Task goal:
If a line in the data contains "lens", copy it out.

Provided material:
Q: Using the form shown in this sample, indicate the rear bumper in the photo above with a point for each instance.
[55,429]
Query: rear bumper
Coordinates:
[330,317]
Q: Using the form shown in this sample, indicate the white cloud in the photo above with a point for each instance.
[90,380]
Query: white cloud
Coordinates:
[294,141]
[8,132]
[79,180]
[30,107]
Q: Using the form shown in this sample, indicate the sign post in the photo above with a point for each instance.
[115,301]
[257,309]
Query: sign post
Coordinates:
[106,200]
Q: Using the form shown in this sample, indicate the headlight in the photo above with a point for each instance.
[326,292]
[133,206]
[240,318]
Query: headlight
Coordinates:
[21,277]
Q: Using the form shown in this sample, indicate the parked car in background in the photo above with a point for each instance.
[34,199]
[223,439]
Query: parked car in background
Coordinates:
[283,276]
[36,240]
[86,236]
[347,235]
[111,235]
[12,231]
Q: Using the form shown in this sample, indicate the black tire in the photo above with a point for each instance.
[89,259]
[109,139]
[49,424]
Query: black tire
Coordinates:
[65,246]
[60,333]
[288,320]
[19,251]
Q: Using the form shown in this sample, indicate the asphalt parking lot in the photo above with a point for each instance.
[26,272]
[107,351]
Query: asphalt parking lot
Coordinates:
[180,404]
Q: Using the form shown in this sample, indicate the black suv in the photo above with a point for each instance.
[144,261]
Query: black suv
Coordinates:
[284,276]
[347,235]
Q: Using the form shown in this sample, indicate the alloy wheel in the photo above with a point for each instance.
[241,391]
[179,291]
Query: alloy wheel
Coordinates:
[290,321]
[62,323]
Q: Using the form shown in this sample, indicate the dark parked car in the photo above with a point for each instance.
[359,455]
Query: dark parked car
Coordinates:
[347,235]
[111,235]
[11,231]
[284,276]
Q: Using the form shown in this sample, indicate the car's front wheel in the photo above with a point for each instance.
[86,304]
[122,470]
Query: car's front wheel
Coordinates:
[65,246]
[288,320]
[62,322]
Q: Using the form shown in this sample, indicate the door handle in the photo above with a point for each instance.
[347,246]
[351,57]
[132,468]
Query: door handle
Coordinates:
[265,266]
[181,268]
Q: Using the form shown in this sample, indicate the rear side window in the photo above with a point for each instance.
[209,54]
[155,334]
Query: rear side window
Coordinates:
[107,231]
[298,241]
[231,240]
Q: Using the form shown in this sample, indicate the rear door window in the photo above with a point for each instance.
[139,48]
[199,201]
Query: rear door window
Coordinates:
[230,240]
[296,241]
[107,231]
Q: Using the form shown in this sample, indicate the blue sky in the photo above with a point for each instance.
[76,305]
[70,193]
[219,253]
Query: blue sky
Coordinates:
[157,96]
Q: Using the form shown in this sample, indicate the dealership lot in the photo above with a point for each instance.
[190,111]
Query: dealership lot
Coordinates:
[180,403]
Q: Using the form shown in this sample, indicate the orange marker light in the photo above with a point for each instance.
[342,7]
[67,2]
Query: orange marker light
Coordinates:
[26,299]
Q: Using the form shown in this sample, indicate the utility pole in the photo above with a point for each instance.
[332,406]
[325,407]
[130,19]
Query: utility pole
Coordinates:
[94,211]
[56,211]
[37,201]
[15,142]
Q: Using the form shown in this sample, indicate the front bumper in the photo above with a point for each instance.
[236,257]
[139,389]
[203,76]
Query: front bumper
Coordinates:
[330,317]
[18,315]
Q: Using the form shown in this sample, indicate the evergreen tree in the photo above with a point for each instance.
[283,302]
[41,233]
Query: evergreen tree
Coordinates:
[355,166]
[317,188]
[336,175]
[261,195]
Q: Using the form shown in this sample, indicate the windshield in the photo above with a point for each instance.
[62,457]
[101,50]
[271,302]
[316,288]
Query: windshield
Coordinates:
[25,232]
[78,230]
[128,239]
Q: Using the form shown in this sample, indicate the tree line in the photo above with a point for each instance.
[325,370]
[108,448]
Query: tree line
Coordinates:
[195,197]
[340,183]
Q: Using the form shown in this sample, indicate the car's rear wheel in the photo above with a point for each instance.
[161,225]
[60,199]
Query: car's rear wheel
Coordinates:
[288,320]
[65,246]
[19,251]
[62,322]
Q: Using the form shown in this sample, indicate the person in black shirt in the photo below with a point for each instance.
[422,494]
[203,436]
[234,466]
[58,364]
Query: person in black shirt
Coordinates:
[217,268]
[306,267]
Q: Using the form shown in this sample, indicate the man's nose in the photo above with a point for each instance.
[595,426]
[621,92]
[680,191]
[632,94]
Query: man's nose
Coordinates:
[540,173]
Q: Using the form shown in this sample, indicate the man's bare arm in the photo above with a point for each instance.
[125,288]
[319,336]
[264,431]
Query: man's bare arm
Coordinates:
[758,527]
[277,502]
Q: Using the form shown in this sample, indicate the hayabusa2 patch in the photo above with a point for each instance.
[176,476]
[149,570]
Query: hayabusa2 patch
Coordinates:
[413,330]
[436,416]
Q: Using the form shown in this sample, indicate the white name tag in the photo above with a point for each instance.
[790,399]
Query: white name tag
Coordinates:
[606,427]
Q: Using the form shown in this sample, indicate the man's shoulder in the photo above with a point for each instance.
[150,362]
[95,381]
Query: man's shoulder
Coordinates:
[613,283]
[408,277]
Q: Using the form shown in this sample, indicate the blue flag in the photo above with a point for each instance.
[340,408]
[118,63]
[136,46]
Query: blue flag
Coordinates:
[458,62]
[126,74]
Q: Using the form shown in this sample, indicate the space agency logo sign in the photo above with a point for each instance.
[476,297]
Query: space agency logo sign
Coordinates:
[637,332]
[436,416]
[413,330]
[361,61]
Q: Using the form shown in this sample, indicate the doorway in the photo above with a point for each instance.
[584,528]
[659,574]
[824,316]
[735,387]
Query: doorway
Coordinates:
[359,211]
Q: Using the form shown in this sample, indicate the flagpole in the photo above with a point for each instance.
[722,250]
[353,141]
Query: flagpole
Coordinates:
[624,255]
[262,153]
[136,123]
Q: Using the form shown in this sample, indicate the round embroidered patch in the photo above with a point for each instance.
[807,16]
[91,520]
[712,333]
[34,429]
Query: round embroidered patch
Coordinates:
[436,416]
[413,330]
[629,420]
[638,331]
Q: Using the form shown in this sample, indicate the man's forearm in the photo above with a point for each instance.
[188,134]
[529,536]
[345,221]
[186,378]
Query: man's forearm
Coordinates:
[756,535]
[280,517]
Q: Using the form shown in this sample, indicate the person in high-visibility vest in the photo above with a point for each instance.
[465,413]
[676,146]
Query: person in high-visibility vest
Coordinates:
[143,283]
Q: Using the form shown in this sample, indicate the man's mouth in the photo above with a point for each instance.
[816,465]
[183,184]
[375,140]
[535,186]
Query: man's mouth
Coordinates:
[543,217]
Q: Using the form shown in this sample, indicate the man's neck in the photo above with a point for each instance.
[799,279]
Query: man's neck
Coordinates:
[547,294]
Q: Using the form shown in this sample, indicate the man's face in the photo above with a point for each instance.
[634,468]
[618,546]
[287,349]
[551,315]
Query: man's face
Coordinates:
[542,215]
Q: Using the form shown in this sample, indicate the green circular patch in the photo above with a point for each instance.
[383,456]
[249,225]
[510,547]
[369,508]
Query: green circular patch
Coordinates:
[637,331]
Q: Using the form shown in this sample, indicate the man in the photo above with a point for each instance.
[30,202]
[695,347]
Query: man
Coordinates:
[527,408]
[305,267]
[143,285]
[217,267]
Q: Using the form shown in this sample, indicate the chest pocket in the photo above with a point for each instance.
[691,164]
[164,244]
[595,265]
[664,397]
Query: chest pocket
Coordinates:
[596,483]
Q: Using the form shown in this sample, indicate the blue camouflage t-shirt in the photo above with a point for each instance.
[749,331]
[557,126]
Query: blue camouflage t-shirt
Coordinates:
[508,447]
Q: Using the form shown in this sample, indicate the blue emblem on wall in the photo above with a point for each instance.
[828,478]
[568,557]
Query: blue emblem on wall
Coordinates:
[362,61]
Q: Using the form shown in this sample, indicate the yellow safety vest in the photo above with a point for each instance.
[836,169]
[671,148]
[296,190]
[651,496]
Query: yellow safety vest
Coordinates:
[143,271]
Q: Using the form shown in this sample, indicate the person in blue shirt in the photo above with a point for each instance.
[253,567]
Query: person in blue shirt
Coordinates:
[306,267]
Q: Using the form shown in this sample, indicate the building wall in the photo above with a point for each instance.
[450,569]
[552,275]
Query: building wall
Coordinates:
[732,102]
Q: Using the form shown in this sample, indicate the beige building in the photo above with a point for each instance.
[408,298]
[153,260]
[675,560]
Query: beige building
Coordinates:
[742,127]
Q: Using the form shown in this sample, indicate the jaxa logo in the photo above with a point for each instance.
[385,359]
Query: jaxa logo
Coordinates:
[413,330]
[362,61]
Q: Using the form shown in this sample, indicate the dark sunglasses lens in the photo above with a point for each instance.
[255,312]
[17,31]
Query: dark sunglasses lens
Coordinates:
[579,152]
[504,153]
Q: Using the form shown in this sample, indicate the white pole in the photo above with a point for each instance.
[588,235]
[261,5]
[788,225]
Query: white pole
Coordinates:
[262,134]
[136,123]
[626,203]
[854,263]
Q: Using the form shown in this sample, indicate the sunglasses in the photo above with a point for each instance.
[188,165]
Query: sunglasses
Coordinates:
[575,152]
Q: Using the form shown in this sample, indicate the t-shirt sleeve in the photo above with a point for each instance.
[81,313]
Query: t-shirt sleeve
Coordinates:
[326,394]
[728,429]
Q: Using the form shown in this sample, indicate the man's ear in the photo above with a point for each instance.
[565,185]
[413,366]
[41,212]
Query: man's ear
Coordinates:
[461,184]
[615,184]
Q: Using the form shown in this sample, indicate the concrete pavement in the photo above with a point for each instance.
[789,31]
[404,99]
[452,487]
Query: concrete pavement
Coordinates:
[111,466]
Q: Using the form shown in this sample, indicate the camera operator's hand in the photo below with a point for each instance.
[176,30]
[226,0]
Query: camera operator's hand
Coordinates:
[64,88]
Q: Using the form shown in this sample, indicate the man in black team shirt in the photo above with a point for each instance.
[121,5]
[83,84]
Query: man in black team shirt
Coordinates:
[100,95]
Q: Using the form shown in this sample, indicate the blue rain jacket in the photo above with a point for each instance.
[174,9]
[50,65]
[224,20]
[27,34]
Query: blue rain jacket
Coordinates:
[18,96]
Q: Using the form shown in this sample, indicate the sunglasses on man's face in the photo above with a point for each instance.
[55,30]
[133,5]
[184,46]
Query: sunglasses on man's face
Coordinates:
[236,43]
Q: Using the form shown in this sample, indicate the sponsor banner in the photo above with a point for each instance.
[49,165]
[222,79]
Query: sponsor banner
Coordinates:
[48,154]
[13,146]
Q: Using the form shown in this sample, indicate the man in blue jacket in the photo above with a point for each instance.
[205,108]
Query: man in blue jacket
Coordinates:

Answer for this exercise:
Q: Using the form shown in this sample, indicate the dark sunglasses lens in the photo above with a point for each instance.
Query: dark sunglasses lens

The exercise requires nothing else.